◆ What to do ◆
Retype all of the data shown below, keeping every character the same.

◆ Material shown ◆
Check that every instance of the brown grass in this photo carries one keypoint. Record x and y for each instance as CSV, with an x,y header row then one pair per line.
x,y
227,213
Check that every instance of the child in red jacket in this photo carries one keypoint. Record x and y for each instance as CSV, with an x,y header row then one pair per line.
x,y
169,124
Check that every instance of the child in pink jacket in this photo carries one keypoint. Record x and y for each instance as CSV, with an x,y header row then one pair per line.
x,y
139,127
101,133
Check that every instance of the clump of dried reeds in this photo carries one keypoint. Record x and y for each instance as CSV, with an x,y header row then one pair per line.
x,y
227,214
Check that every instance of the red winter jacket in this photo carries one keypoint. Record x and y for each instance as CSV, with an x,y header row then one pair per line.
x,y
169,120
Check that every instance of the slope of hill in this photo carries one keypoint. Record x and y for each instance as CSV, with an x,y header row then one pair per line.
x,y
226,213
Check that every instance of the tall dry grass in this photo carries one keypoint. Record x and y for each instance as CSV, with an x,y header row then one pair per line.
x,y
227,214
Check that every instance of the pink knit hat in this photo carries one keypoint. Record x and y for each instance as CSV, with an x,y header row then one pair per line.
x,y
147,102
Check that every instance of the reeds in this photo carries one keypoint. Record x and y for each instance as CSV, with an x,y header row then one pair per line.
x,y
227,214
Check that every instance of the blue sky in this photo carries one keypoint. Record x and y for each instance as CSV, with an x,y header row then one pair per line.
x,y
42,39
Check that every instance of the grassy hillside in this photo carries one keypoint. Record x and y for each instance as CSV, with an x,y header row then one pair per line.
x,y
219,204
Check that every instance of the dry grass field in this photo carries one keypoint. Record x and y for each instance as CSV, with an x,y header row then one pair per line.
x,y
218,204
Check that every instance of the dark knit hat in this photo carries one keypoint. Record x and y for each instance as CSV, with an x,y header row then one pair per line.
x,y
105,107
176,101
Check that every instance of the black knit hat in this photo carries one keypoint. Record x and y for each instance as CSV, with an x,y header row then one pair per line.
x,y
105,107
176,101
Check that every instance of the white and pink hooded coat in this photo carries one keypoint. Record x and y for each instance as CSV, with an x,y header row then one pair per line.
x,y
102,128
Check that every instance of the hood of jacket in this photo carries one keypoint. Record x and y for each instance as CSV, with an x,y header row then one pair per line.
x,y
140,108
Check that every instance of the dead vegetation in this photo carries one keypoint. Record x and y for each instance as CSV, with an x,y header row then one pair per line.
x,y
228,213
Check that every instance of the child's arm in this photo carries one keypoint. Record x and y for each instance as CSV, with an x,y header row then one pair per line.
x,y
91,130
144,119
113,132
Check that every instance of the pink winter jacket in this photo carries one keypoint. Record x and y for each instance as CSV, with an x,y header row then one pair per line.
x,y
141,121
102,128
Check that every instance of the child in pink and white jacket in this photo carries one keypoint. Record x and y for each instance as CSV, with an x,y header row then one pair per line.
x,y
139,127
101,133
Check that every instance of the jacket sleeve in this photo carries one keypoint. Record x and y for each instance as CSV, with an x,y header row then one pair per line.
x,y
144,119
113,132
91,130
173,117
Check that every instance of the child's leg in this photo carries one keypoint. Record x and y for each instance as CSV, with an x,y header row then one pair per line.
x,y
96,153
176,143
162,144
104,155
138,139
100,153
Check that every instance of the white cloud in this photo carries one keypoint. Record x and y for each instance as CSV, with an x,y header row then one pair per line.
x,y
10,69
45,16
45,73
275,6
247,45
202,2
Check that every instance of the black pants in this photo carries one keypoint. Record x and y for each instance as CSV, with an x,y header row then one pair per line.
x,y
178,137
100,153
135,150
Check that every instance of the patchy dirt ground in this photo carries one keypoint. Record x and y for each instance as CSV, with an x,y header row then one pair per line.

◆ Completed exercise ◆
Check that every instance of the brown grass in this photo carries one keypoint. Record x and y for each instance as CSV, with an x,y header row then one pair per line.
x,y
227,213
Check that every instance of the child in red jacket in this photo carries one keypoint. Record x and y for each instance as CSV, with an x,y header row then one pair per line.
x,y
169,124
Check that every instance of the child in pink jacket in this photo carries one keypoint. Record x and y for each instance as CSV, with an x,y header row then one pair per line.
x,y
139,127
101,133
Check that every instance of the clump of dried reeds in this photo carries one keypoint. Record x and y for each instance as CSV, with an x,y header row then one pair per line.
x,y
227,214
Check that every instance of the red winter jacket in this photo carries one keypoint. Record x and y for each instance as CSV, with an x,y header row then one pair per line.
x,y
169,120
Check that every instance of the slope of hill in this photo carries one keypoint. Record x and y for each instance as CSV, with an x,y header row then one pair per line.
x,y
226,213
Check that every instance of the tall dry grass in this photo carries one keypoint. Record x and y for each instance as CSV, with an x,y header row then one pair per line.
x,y
227,214
Check that every instance of the pink knit hat in this photo carries one keypoint. Record x and y for each instance as CSV, with an x,y header row then one pair per line.
x,y
147,102
Check that every instance of the reeds in this photo carries one keypoint. Record x and y for each instance as CSV, with an x,y header row then one pair per line.
x,y
227,214
Check that every instance of the blue sky in this photo carries one keypoint. Record x and y for each instance as CSV, with an x,y header row then one pair per line.
x,y
42,39
Check that every instance of the grassy hillside in this photo carries one keypoint. Record x and y for each instance as CSV, with an x,y header row then one pair per line.
x,y
219,204
Check that every instance of the dry grass field in this photo carries one keypoint. Record x and y for each instance as CSV, with an x,y header row then one pair per line.
x,y
218,204
Check that every instance of the dark knit hat in this photo carries one keypoint. Record x and y for each instance as CSV, with an x,y header row then one pair per line.
x,y
105,107
176,101
Check that every instance of the black knit hat in this photo carries one keypoint. Record x and y for each instance as CSV, with an x,y header row then one pair per line.
x,y
105,107
176,101
Check that every instance of the white and pink hooded coat in this photo carries one keypoint. Record x and y for each instance as CSV, with an x,y header row then one pair per line.
x,y
102,128
Check that every instance of the hood of jacket in this photo carries one keypoint. Record x and y for each instance as CSV, with an x,y header row then one pair per line.
x,y
140,108
Check that every instance of the dead vegetation in this photo carries one keypoint. Record x and y for each instance as CSV, with an x,y header row then one pair per line.
x,y
228,213
Check that every instance of the child's arm in this photo carries one keypoint. Record x and y for each instance as CSV, with an x,y header row then one pair per line.
x,y
91,130
144,119
113,132
Check that every instance of the pink winter jacket in this photo carries one keypoint. Record x and y for each instance as CSV, with an x,y header row then one pair per line.
x,y
141,121
102,128
Check that every instance of the child in pink and white jacket in this photo carries one keypoint. Record x and y for each instance as CSV, with an x,y header row then one pair per line.
x,y
139,127
101,133
Check that every instance of the jacket sleeve in this photo carries one keypoint. Record x and y for each instance as CSV, with an x,y header row then one pair per line.
x,y
144,119
113,132
91,130
173,117
Check that every instance of the child's leg in this photo carries one keypoint. Record x and y for each instance as CSV, with an x,y header row then one pair per line.
x,y
96,153
176,143
162,144
104,155
138,139
100,153
Check that every instance of the white cloud in this photo carries one keypoint. Record x and y for each instance as CSV, with an x,y header row then one pair per line.
x,y
10,69
45,16
45,73
275,6
247,45
202,2
Check that every instance of the black pants in this photo carries one keypoint. Record x and y for each instance as CSV, with an x,y header row then one pair per line.
x,y
178,137
100,153
135,150
Check that every instance of the patchy dirt ground in this photo carries one keypoint. Record x and y for each instance as CSV, with an x,y header row then one pair per line.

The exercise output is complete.